• **Stated task**
Please lay out the whole listing below as a numbered list, with blank lines and pictures omitted.

[Recorded data]
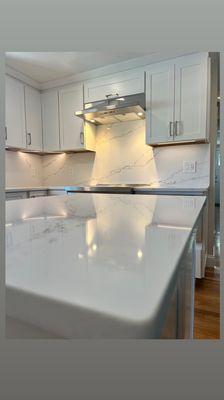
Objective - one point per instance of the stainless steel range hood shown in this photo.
(114, 109)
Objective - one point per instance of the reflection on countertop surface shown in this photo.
(114, 255)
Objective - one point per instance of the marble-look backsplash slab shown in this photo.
(122, 157)
(23, 169)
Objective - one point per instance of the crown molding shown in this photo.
(22, 77)
(95, 73)
(110, 69)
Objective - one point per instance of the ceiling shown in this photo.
(47, 66)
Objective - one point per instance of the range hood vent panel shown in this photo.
(110, 111)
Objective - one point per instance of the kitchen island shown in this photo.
(101, 266)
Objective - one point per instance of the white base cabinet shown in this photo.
(176, 100)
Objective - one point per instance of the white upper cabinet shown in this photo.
(160, 103)
(176, 100)
(74, 134)
(191, 84)
(50, 120)
(15, 131)
(119, 84)
(33, 119)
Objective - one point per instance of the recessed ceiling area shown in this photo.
(46, 66)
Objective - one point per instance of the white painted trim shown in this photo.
(111, 69)
(212, 261)
(22, 77)
(95, 73)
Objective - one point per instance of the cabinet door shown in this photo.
(71, 127)
(50, 118)
(15, 114)
(33, 119)
(121, 84)
(160, 103)
(191, 81)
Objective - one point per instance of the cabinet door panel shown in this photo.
(71, 127)
(160, 103)
(121, 84)
(50, 117)
(33, 119)
(191, 79)
(15, 114)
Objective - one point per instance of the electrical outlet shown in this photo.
(34, 172)
(189, 167)
(71, 171)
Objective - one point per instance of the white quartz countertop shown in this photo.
(30, 188)
(74, 262)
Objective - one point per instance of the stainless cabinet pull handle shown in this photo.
(28, 136)
(82, 137)
(178, 128)
(112, 95)
(171, 128)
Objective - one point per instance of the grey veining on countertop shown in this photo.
(95, 257)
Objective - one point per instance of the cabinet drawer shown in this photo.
(121, 84)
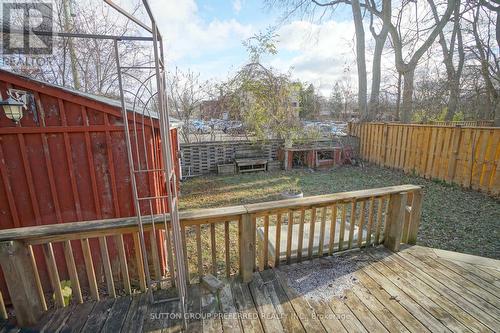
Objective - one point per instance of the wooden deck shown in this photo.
(417, 289)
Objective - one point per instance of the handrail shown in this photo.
(236, 240)
(204, 214)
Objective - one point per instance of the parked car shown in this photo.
(199, 126)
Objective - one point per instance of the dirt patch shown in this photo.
(323, 278)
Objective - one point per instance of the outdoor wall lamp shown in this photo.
(13, 109)
(13, 105)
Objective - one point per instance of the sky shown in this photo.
(206, 36)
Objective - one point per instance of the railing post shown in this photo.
(415, 215)
(20, 279)
(247, 247)
(395, 221)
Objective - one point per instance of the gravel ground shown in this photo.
(324, 278)
(453, 218)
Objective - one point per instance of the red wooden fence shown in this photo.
(66, 161)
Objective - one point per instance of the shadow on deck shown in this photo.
(418, 290)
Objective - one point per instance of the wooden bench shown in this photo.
(250, 160)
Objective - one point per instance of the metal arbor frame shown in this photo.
(158, 101)
(168, 168)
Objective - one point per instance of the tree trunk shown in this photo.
(497, 114)
(454, 96)
(68, 26)
(380, 39)
(376, 76)
(360, 59)
(398, 98)
(407, 106)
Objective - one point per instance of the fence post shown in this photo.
(247, 247)
(385, 133)
(455, 146)
(20, 279)
(415, 215)
(395, 221)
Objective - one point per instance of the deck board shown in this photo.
(415, 290)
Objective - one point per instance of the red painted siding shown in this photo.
(66, 161)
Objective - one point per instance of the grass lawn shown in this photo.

• **The result**
1. Objective - one point per instance of the stainless steel range hood shown in this photo.
2. (114, 109)
3. Objective - one point per instance of the reflection on countertop surface shown in this photo.
4. (114, 255)
5. Objective - one point per instance of the marble-look backsplash slab shown in this photo.
6. (122, 157)
7. (23, 169)
8. Objective - one point per instance of the crown molding shown in this photo.
9. (22, 77)
10. (95, 73)
11. (110, 69)
12. Objective - one point per instance of the ceiling shown in this photo.
13. (47, 66)
14. Objective - one point per instance of the range hood vent panel shown in this photo.
15. (110, 111)
16. Objective - one point per instance of the kitchen island shown in this photo.
17. (101, 266)
18. Objective - one point per instance of the white base cabinet shown in this photo.
19. (176, 100)
20. Objective - one point per instance of the white upper cabinet shown in this photo.
21. (160, 103)
22. (176, 100)
23. (74, 134)
24. (191, 84)
25. (50, 120)
26. (15, 131)
27. (119, 84)
28. (33, 119)
29. Objective - one point per instance of the recessed ceiling area shown in this photo.
30. (46, 66)
31. Objective - one point per instance of the white painted trim shown in this photo.
32. (111, 69)
33. (212, 261)
34. (22, 77)
35. (95, 73)
36. Objective - one point per instance of the cabinet door shown in this photo.
37. (71, 127)
38. (50, 118)
39. (15, 114)
40. (33, 119)
41. (121, 84)
42. (160, 103)
43. (191, 81)
44. Objective - one point per instance of the cabinet door panel shown in this photo.
45. (71, 127)
46. (160, 103)
47. (121, 84)
48. (50, 117)
49. (33, 119)
50. (191, 79)
51. (15, 114)
52. Objective - one point per instance of the electrical outlet shown in this photo.
53. (34, 172)
54. (189, 167)
55. (71, 171)
56. Objective - one point per instance of the white quartz countertop shown in this photo.
57. (30, 188)
58. (74, 262)
59. Objective - one point per instance of the stainless cabinet pull handle shown in this photo.
60. (28, 136)
61. (82, 137)
62. (178, 128)
63. (112, 95)
64. (171, 128)
65. Objective - one point per instance of the grey veining on countertop shown in this photo.
66. (95, 257)
67. Objective - one point per instance of the cabinet drawer shown in this photo.
68. (121, 84)
69. Objective - one point per instance of the wooden deck shown in this photo.
70. (417, 289)
71. Objective - one point per instance of the handrail shown in this photo.
72. (236, 240)
73. (204, 214)
74. Objective - one point per instance of the parked car shown in this photo.
75. (199, 126)
76. Objective - one point per instance of the dirt patch shown in this photo.
77. (323, 278)
78. Objective - one point per instance of the outdoor wall lamp shown in this photo.
79. (13, 109)
80. (13, 105)
81. Objective - one point per instance of the sky shown in this photo.
82. (206, 36)
83. Objective - one point per instance of the railing post shown in this photo.
84. (415, 215)
85. (20, 279)
86. (247, 247)
87. (395, 221)
88. Objective - one point per instance of the gravel ground shown in this photo.
89. (324, 278)
90. (453, 218)
91. Objective - one point per instance of the red wooden fence shown in this photo.
92. (66, 161)
93. Objective - one point per instance of the shadow on deck shown in this photo.
94. (418, 290)
95. Objective - one point per instance of the wooden bench shown in this photo.
96. (250, 160)
97. Objective - one point per instance of the metal arbor frame shown in this photo.
98. (158, 101)
99. (168, 168)
100. Objective - one point per instance of the tree trunk shown in this photo.
101. (497, 114)
102. (454, 96)
103. (68, 26)
104. (380, 39)
105. (376, 76)
106. (360, 59)
107. (398, 98)
108. (407, 106)
109. Objective - one point per instance of the fence post shown in this photo.
110. (247, 247)
111. (385, 133)
112. (455, 146)
113. (20, 279)
114. (415, 215)
115. (395, 221)
116. Objective - one point per instance of the deck board shown in this photo.
117. (415, 290)
118. Objective - one point per instance of the red painted siding shown in this photo.
119. (66, 161)
120. Objective - one point per instance of the grass lawn shown in this photo.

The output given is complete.